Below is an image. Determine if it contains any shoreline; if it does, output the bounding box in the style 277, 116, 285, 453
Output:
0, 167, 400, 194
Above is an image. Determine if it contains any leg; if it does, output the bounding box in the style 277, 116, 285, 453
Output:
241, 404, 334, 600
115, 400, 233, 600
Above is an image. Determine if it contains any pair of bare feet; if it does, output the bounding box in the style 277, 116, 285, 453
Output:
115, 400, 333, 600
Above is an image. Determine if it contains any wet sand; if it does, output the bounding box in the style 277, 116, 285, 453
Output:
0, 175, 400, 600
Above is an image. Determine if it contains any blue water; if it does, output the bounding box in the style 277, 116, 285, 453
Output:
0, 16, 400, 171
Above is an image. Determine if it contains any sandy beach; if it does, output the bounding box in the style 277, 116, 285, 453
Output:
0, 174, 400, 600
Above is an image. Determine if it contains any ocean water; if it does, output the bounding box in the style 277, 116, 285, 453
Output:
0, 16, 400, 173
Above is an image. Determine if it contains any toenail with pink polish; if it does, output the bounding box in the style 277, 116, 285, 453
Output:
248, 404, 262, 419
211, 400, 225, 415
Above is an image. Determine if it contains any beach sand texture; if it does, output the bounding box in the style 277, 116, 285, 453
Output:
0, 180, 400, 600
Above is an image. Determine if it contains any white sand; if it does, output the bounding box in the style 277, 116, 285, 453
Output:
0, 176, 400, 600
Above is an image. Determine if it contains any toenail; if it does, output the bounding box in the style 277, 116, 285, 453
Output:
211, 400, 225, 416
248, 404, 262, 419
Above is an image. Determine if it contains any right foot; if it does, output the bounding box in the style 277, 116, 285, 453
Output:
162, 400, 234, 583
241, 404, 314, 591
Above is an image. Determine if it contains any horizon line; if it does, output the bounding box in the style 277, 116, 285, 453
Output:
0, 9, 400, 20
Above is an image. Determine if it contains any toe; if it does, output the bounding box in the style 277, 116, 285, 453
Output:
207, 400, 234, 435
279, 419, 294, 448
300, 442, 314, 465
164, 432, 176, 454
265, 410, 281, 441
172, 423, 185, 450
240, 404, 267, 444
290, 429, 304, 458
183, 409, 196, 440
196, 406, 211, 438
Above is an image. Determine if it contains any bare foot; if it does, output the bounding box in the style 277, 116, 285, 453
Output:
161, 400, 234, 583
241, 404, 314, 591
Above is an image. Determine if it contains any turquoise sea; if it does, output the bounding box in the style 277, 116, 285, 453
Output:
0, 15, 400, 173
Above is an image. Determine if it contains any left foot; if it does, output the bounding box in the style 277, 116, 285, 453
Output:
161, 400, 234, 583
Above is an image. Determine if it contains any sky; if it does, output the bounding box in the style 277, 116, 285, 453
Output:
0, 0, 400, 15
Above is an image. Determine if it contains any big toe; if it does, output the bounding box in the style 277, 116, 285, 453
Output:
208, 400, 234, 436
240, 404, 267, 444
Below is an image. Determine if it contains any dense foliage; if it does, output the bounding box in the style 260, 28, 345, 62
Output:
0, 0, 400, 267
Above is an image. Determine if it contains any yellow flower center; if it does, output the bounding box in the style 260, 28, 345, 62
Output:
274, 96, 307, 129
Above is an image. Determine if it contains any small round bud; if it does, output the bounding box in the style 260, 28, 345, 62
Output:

ENUNCIADO ▸ Cuenta cuántas líneas de los ítems contienen la palabra "foot". Escribe únicamente el número.

RESPUESTA ▸ 3